» SELECTED TEXT:
──────
1. What was your first club experience like?
2. What's your method of approach?
3. How do you like to be approached?
And those questions are for everyone because I feel I missed my chance with the cute single bloke in the bar because I didn't approach him and I don't think it should necessarily be them who do all the running! :wink:
Well I for one think you are very brave. I really don't think I could go to one and I really do need to chat to someone first and even that doesnt mean its an all on thing.
But I bet your next trip will be easier and you will get much more out of it :grin:
1. What was your first club experience like?
it was awful. I was pursued with my female fuck buddy like a fox with hounds baying.
2. What's your method of approach?
ummmm I am (surprisingly) direct and upfront. ' I think you are stunnning would you like to have sex with me?'
3. How do you like to be approached?
in exactly the same way as Q2. Although they do have to be careful to say it in the right way as I don't 'make love' or 'shag' and nor do I have a 'pussy'.
rolleyes
I must confess the most explosive club experience I had was in Amsterdam and the sexuality of all people was bi. So I didn't have a dilemma about being annoyed by men being so damn 'straight' they would break or women being friendly to impress their husbands.
I have been to Chameleons a few times, and would love to go again, but can't see that as likely, as I am a single male.
I have a voyeuristic side, and Chams caters for this well, as I have had the pleasure of seeing some very horny sights, and I'm quite happy to float from area to area, to see what else I can see, but then that means I am seen as one of the baying hounds that Splendid describes.
The voyeuristic side also gives me the chance to hide my lack of confidence which means I am not likely to approach anyone, so therefore I am able to get something from my visit.
As I said, unlikely to go again, unless it is something like a planned social.
I can't really answer any of your questions yet DG as I'm yet to have my first club visit but thanks for sharing as it's given me ideas/plans for my first club visit.
Thanks DG kiss
D G ....utmost respect didnt know you were in to the club scene ?? and such a long way to travell from bonny scotland :P :P :P
Next time try liberty elite nr lutterworth Leicestershire wink :wink: :wink:
and ps ... do you do Barmitzfa's and after dinner speeches .........
steve x
Quote by essex34m
I have a voyeuristic side, and Chams caters for this well, as I have had the pleasure of seeing some very horny sights, and I'm quite happy to float from area to area, to see what else I can see, but then that means I am seen as one of the baying hounds that Splendid describes.

I would just like to point out that 'floating' is a massive step away from 'pursuing'
I have no issue with people watching. I had a massive issue with people literally queuing behind me as if I was giving out tickets when all I was doing was walking upstairs with my FB to see if we wanted to do anything.
──────
[Recorded data]
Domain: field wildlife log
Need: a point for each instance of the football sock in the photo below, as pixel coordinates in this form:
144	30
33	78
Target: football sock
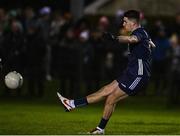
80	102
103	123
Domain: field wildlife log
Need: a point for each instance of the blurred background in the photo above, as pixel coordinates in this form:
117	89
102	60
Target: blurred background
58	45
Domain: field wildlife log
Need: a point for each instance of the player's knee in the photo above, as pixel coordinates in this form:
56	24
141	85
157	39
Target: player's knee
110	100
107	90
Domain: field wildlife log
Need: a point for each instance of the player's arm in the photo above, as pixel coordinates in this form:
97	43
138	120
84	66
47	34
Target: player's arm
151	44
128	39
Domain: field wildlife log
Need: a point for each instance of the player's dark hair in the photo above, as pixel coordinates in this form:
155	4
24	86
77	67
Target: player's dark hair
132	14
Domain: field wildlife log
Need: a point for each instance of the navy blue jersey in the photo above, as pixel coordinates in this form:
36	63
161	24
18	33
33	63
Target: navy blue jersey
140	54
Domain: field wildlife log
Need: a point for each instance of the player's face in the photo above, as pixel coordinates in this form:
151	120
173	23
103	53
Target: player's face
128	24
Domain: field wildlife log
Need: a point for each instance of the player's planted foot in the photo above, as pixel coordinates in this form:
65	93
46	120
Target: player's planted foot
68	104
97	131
──────
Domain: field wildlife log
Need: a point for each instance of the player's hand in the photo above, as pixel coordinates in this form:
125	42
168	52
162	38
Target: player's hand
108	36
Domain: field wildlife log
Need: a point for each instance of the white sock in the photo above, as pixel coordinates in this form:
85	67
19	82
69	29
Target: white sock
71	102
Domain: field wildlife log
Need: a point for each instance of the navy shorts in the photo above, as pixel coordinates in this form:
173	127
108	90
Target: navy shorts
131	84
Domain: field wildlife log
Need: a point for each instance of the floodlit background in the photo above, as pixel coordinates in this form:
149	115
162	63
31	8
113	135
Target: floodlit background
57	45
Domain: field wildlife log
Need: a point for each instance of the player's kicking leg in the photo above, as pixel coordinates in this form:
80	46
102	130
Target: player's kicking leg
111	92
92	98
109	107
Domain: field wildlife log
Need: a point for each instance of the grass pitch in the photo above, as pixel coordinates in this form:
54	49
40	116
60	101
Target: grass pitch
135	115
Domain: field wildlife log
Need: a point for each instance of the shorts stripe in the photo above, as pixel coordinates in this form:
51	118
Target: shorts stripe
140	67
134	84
──────
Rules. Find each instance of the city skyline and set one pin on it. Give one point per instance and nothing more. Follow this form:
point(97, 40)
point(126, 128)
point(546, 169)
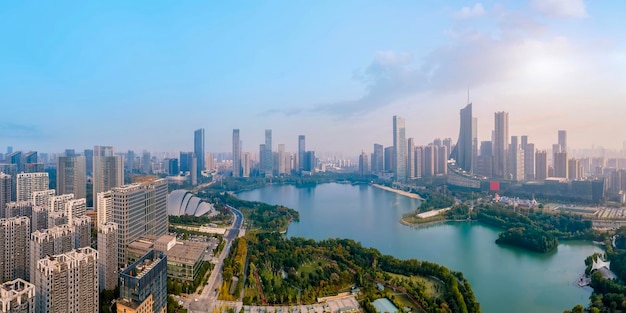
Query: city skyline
──────
» WORK REQUEST A:
In the forum thread about club experiences, which club does one poster suggest trying next time?
» WORK REQUEST B:
Carry on the forum thread about club experiences from where it stops.

» TASK RESULT A:
Liberty Elite, near Lutterworth in Leicestershire.

» TASK RESULT B:
In another club at another time... there was literally a queue outside the door when worlass and I opened it after having sex... as if we were going to fling open the door and yell 'NEXT!' at the opportune moment and the next man was going to rush in and jump on. rolleyes
I admire any person who can go clubbing and enjoy it.
Quote by travlinmanukok
D G ....utmost respect didnt know you were in to the club scene ?? and such a long way to travell from bonny scotland :P :P :P
Next time try liberty elite nr lutterworth Leicestershire wink :wink: :wink:
and ps ... do you do Barmitzfa's and after dinner speeches .........
steve x
gotta agree try libs its the most laid back club in the country and the guys are pure gents no hassle there gm
Well done for going! I clearly remember my first time and i was petrified! There's nothing like ones first time in a club! 2nd, 3rd and more times are different, more relaxed, and less emotionally intense i guess. You find your feet, get comfortable in a club and your confidence increases so you can deal with the annoying 'stalkers' and worse.. lol
1. What was your first club experience like?
I was petrified, but had a smashing time, and realised one of my fantasies.
2. What's your method of approach?
A smile and a greeting.
3. How do you like to be approached?
Friendly, unpressured, with a view of getting to know me as a person first!
It's excedingly rare that i'd want to have sex with soneone i'd never met before, i need to know a little about him and feel some attraction.
DG - great post!
I've been to a couple of clubs in the north west on a few occasions now. I have enjoyed my visits.
The first time I went with a fuck buddy and it was a quiet night - really quite quiet, apparently - but that was cool for me. I got over my 'being at a club' in a really relaxed way and had some amazing sex. That night I didn't play with anyone other than the person I was with - but that was also cool. In fact, it was probably the most vanilla intro to the club scene as one could hope to have... and I mean that in a good way! cool
The second time was to a different club and this time I went with a group of people: some I knew and some I didn't. This was a completely different night. Call it safety in numbers maybe, or perhaps just the fact that the club was much busier but this was a much more 'full-on' night. I made full use of the facilities, shall we say... and leave it at that! wink
Now, there have been complaints made about single guys at this venue - if you read the reviews on here - and I was, that night, pleasantly surprised. Yes, there were a few but possibly because I was with a large-ish group of folk, they didn't seem to outnumber anyone. And, when they were around - as I had enough playmates in the group to keep me occupied :rascal: - a polite 'no' seemed enough.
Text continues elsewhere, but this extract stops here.